**The request**. Find every line in the entries below that contains the word "dark" and copy each of those lines. Uppercase and lowercase must match.

____________________

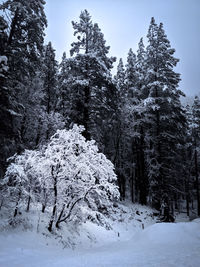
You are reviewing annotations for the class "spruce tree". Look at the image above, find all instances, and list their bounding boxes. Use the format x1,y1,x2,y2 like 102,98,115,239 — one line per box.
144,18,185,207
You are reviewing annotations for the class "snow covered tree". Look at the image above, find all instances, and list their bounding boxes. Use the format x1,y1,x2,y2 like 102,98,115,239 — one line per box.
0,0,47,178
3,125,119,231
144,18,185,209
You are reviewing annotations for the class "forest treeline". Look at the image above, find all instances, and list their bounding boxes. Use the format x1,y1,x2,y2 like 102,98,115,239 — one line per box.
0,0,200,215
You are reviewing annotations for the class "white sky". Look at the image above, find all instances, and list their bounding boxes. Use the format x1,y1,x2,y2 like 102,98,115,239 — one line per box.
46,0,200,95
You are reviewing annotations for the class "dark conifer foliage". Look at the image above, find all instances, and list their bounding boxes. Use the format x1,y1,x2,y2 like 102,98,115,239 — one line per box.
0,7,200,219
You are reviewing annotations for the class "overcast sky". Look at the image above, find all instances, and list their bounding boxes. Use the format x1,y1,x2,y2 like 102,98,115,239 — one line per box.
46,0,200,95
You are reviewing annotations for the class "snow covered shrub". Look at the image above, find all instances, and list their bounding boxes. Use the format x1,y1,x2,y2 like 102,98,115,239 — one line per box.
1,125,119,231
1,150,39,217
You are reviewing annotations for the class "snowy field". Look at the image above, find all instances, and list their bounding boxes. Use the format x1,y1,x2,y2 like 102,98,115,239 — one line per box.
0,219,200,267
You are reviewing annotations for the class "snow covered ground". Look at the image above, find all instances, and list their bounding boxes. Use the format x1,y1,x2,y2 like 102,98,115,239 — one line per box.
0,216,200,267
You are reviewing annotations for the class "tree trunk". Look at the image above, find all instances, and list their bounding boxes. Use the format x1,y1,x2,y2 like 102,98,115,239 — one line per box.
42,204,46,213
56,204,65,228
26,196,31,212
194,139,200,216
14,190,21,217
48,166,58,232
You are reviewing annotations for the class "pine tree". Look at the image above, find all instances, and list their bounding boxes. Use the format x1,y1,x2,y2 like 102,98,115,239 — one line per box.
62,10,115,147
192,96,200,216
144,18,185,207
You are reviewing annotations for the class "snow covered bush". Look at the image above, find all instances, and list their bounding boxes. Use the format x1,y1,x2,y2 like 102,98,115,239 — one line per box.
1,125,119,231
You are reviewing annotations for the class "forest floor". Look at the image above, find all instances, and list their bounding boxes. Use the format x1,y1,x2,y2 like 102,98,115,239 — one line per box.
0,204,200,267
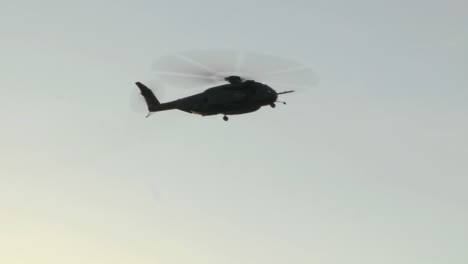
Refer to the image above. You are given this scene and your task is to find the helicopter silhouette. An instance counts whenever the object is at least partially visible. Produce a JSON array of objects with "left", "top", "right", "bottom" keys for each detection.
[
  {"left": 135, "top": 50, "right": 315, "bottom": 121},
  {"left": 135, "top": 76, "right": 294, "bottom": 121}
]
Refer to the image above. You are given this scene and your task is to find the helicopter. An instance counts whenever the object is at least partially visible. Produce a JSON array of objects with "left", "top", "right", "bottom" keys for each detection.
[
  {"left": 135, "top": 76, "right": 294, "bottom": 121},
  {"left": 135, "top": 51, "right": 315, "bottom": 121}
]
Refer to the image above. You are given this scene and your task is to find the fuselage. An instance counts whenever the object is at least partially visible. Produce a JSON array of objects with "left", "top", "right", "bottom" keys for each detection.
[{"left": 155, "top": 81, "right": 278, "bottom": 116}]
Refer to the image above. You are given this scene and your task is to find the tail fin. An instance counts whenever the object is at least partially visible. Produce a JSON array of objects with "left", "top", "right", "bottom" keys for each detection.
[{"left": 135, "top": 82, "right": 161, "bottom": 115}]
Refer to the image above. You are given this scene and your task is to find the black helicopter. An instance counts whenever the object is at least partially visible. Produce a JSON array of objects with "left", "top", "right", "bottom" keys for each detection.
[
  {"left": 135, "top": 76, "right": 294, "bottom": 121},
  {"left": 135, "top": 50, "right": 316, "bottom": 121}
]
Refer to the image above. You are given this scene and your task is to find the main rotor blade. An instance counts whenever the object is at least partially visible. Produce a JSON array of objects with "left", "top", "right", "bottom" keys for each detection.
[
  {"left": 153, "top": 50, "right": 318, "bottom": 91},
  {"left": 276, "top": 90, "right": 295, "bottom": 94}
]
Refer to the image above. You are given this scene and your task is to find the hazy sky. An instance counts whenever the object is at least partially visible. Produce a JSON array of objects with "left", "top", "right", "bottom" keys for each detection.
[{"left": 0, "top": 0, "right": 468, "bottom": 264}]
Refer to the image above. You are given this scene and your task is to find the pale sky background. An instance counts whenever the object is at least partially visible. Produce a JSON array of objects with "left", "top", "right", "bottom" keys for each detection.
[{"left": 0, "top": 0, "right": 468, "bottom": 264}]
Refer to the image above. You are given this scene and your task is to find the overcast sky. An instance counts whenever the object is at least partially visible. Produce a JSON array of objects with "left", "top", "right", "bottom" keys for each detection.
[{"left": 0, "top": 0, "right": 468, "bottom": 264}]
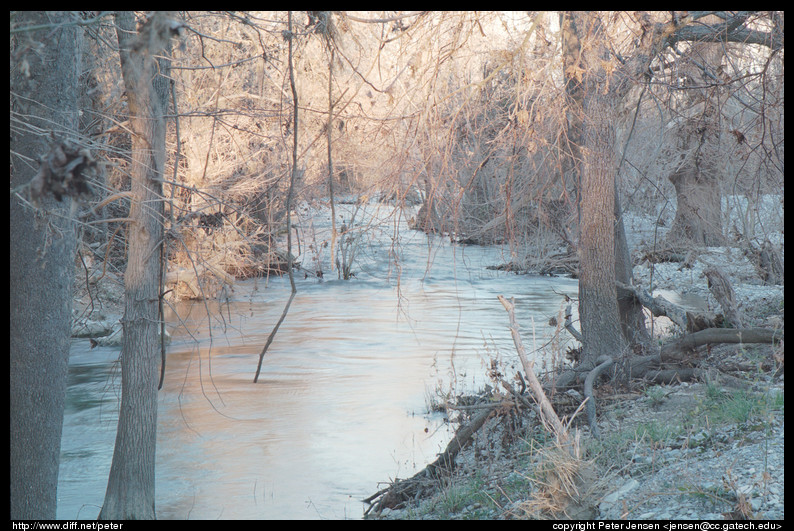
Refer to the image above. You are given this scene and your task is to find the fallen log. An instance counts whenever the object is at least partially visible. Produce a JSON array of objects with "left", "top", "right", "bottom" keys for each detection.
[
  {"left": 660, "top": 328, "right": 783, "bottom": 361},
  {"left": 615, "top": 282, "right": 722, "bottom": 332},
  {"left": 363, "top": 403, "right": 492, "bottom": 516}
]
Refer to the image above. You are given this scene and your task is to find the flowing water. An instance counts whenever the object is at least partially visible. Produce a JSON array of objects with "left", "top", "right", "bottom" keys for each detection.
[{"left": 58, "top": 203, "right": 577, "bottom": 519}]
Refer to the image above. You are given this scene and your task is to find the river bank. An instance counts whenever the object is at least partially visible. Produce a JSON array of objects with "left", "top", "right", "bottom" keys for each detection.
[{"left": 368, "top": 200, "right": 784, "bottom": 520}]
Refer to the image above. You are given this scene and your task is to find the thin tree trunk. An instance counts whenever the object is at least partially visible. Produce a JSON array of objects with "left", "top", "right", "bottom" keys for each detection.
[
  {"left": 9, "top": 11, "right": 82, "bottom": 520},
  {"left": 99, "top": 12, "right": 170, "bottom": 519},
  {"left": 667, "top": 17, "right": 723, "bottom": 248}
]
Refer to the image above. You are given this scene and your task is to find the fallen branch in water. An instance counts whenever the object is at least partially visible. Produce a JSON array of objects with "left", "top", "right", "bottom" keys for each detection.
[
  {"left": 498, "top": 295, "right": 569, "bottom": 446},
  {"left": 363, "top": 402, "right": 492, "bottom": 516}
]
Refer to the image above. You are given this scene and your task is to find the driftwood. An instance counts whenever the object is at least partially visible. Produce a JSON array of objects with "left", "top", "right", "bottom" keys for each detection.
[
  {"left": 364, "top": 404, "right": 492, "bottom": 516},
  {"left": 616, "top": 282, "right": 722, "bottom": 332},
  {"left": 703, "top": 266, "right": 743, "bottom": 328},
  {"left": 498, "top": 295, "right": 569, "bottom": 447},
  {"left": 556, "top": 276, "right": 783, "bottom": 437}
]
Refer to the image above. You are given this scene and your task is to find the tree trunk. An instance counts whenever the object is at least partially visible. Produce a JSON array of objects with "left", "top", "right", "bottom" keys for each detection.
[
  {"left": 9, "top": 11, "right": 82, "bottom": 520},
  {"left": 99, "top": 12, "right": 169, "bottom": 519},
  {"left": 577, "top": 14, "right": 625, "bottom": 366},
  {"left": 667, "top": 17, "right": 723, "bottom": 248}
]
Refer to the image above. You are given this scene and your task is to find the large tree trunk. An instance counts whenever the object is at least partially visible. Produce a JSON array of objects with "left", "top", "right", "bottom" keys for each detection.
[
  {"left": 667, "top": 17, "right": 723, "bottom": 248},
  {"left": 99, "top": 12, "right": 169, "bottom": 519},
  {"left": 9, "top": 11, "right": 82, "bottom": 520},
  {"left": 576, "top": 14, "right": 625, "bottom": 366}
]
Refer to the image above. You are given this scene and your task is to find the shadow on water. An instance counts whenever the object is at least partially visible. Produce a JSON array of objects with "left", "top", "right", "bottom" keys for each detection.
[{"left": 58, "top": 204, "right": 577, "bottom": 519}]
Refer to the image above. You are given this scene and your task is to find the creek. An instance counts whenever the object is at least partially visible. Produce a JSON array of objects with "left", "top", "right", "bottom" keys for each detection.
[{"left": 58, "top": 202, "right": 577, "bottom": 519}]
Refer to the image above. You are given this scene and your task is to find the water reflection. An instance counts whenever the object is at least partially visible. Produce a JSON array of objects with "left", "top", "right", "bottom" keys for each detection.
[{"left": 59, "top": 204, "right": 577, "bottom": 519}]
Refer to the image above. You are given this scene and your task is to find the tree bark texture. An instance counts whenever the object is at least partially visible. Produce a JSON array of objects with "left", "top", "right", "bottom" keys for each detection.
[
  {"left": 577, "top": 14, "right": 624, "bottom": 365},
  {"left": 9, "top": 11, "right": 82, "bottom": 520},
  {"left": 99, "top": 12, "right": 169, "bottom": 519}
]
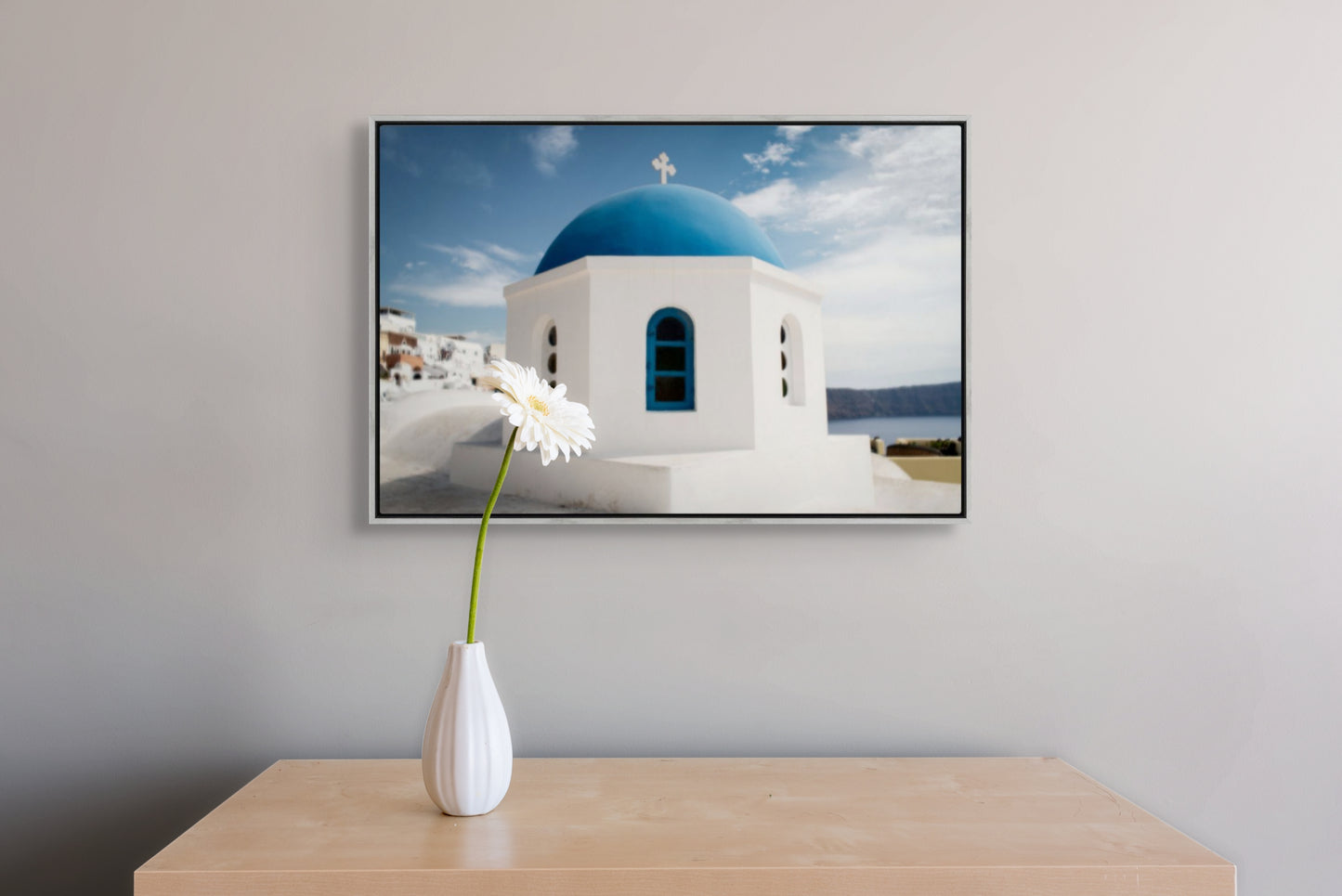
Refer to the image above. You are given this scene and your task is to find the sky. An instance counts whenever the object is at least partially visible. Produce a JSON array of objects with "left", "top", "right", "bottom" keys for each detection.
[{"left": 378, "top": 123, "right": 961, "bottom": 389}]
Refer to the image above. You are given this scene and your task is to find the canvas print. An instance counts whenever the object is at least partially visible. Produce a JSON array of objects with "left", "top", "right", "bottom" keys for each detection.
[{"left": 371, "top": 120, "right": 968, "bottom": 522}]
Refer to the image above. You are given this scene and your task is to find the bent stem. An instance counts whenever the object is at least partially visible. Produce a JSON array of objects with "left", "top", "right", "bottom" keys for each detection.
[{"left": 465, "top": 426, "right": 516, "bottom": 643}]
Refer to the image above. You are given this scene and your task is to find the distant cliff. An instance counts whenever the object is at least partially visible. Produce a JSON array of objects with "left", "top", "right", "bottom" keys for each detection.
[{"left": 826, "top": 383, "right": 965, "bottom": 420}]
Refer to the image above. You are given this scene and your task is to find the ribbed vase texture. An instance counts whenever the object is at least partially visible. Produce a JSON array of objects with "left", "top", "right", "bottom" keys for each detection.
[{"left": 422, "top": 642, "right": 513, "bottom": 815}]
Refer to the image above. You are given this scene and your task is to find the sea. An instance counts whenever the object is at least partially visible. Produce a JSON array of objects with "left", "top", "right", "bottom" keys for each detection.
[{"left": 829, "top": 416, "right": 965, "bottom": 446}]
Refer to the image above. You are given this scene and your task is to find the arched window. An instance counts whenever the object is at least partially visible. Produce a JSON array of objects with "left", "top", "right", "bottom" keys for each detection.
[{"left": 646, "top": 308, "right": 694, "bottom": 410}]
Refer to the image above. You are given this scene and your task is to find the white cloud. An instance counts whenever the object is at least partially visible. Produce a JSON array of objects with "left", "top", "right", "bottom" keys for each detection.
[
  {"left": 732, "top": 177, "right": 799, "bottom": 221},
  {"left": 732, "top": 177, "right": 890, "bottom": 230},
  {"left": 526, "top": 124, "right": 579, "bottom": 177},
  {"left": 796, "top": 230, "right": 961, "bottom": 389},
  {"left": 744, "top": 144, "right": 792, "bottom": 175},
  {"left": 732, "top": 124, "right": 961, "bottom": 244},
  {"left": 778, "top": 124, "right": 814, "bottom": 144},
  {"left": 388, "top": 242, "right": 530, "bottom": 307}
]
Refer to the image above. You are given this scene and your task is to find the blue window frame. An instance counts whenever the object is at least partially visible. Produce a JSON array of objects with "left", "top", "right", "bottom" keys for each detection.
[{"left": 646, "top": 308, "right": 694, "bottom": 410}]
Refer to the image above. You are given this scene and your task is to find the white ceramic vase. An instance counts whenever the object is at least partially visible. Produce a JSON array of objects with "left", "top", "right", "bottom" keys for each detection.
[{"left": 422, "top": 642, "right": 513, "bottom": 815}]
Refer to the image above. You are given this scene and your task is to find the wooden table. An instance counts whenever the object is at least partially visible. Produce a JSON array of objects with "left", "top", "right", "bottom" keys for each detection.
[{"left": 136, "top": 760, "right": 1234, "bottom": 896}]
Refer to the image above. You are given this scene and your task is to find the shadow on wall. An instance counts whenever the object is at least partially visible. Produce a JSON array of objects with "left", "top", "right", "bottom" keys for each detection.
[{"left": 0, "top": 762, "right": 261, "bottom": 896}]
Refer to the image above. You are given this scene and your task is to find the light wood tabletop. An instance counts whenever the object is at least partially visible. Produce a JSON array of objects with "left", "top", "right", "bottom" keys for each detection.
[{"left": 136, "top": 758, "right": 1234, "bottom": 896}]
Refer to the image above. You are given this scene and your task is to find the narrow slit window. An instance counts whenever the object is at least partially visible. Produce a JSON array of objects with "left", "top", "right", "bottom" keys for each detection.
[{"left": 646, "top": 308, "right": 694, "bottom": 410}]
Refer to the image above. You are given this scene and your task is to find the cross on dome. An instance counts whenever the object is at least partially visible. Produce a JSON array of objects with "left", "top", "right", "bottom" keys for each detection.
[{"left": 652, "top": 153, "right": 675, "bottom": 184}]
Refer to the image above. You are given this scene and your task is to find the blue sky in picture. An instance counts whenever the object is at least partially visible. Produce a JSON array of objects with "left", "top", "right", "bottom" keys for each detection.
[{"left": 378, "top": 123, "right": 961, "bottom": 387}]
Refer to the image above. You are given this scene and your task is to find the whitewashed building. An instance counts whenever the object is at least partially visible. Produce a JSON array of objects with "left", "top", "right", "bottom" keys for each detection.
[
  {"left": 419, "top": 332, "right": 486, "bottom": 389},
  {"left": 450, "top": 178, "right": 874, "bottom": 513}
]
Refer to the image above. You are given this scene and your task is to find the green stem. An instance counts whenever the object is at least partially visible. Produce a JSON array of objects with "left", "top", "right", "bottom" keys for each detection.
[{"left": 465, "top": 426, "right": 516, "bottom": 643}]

____________________

**Written reply**.
You are reviewing annotations for the class "dark conifer foliage". Look at the image above, find all instances, and list their bounding boxes. Use the format x1,y1,x2,y2 like 102,98,115,239 — one line per box.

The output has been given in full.